EXERCISE AIM: Type out the records that follow, exactly as given.

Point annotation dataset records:
>> BEGIN
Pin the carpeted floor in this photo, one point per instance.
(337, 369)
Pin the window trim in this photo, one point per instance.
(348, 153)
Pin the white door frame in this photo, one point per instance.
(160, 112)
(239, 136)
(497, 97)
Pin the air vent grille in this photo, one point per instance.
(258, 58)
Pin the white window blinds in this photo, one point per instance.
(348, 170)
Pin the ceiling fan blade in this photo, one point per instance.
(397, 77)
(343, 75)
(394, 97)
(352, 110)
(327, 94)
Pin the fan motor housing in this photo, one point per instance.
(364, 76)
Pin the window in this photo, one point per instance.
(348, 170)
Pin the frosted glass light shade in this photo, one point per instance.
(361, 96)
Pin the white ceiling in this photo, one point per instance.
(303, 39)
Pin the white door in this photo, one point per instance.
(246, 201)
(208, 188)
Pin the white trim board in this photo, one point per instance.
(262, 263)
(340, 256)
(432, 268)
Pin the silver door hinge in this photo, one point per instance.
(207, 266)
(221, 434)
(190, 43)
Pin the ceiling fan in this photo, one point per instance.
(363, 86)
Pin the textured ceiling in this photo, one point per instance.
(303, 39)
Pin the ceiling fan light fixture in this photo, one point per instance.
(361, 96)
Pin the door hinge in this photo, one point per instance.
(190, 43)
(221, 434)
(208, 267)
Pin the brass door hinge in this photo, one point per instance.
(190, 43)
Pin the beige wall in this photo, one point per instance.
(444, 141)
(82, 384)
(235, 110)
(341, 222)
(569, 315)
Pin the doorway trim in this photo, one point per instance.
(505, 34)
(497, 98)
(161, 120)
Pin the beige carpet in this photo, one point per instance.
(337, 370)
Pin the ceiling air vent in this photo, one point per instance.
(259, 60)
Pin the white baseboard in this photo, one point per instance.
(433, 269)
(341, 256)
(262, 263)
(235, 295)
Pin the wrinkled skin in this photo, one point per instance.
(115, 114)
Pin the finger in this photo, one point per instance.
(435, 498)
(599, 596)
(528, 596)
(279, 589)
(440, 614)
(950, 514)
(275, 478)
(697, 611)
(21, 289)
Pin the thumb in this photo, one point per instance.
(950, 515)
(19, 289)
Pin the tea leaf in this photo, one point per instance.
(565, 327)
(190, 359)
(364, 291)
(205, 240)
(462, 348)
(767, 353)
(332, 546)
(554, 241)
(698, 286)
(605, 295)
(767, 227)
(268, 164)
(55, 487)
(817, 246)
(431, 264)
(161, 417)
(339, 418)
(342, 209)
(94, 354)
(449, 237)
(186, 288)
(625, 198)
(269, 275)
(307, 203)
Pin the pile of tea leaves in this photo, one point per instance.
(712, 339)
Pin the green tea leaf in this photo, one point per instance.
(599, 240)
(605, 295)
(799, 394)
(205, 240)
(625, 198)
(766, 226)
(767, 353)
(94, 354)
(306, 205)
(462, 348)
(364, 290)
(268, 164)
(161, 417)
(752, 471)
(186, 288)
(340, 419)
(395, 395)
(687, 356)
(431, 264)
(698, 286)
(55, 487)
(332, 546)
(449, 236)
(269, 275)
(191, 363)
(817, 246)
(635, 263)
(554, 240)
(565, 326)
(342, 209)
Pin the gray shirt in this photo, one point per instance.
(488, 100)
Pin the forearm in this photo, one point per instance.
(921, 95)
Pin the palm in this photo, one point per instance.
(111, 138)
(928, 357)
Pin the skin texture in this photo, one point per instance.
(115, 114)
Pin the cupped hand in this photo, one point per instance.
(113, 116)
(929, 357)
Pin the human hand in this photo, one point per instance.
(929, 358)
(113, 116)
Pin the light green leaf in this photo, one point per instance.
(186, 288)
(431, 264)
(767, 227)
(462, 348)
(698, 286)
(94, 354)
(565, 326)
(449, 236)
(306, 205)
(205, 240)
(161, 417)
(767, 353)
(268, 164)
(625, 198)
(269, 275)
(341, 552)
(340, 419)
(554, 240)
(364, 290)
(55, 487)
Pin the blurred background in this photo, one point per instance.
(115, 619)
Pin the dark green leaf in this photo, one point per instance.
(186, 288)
>> END
TASK RESPONSE:
Pin the carpeted floor in this photo, one point per instance.
(337, 369)
Pin the window trim in this photo, one point per instance.
(348, 153)
Pin the white door frame in this photo, one point per instance.
(160, 112)
(239, 136)
(497, 97)
Pin the air vent grille in this photo, one point per instance.
(258, 58)
Pin the white window blinds in this photo, one point per instance.
(348, 170)
Pin the ceiling fan blade in this photo, one point per instance.
(397, 77)
(343, 75)
(394, 97)
(352, 110)
(327, 94)
Pin the fan motor housing in this photo, one point per instance.
(364, 76)
Pin the window in this photo, one point per instance.
(348, 170)
Pin the frosted glass light shade in this photo, one point per instance.
(361, 96)
Pin the white ceiling in this photo, one point per instance.
(303, 39)
Pin the white door in this photo, one point per instance.
(246, 201)
(208, 188)
Pin the white trim board in this photo, one point per instance.
(262, 263)
(340, 256)
(432, 268)
Pin the silver door hinge in this photo, one point per instance.
(207, 266)
(221, 434)
(190, 43)
Pin the ceiling fan in this photo, one point per instance.
(363, 86)
Pin the textured ceiling in this photo, one point per instance.
(303, 39)
Pin the ceiling fan light fixture in this photo, one point per instance.
(361, 96)
Pin the door hinge in this photo, one point per instance.
(190, 43)
(221, 434)
(208, 267)
Pin the brass door hinge in this photo, one point per instance.
(190, 43)
Pin the beige wall in this photo, one point per instance.
(444, 141)
(82, 384)
(235, 110)
(341, 222)
(569, 315)
Pin the doorway trim in this photo, one point per instance.
(505, 34)
(497, 98)
(161, 120)
Pin the beige carpet in this photo, one point per instance.
(337, 370)
Pin the ceiling air vent in this photo, one point per instance.
(259, 60)
Pin the white baseboard in this photo, one point per instance.
(433, 269)
(341, 256)
(262, 263)
(235, 295)
Pin the wrinkled skin in this photo, one point per instance.
(115, 114)
Pin the finger in this photo, one point per instance.
(435, 498)
(599, 596)
(528, 596)
(279, 589)
(440, 614)
(950, 514)
(275, 478)
(697, 611)
(21, 289)
Pin the thumb in this photo, one point per instance.
(950, 515)
(19, 289)
Pin the tea leaf in this photo, one point per instance.
(565, 327)
(190, 359)
(364, 291)
(205, 240)
(462, 348)
(767, 353)
(332, 546)
(554, 241)
(698, 286)
(605, 295)
(767, 227)
(268, 164)
(55, 487)
(817, 246)
(431, 264)
(161, 417)
(339, 418)
(342, 209)
(94, 354)
(449, 237)
(186, 288)
(625, 198)
(269, 275)
(307, 203)
Pin the pile of tea leaves in this photo, one point per instance.
(712, 339)
Pin the green tea leaf in this photo, one point per instance.
(599, 240)
(605, 295)
(799, 394)
(205, 240)
(625, 198)
(766, 226)
(767, 353)
(94, 354)
(306, 205)
(462, 348)
(364, 290)
(268, 164)
(161, 417)
(752, 471)
(186, 288)
(340, 419)
(395, 395)
(687, 356)
(431, 264)
(698, 286)
(55, 487)
(332, 546)
(449, 236)
(269, 275)
(191, 363)
(817, 246)
(635, 263)
(554, 240)
(565, 326)
(342, 209)
Pin the gray shirt in this photo, one point per instance.
(488, 100)
Pin the forearm in this photo, one point per instance.
(921, 95)
Pin the palm in this photo, one point per instance.
(111, 138)
(928, 357)
Pin the skin texture in this photo, one point per instance.
(115, 114)
Pin the cupped hand in this photo, one point per instance.
(113, 116)
(929, 357)
Pin the human hand in this photo, one point per instance.
(929, 358)
(113, 116)
Pin the light green leaf in this photo, one point per instance.
(186, 288)
(431, 264)
(767, 227)
(462, 348)
(698, 286)
(94, 354)
(565, 326)
(449, 236)
(306, 205)
(205, 240)
(161, 417)
(767, 353)
(268, 164)
(625, 198)
(269, 275)
(341, 552)
(340, 419)
(554, 240)
(364, 290)
(55, 487)
Pin the blurred background in this photo, one point per instance.
(115, 619)
Pin the dark green leaf in this photo, one point per instance.
(186, 288)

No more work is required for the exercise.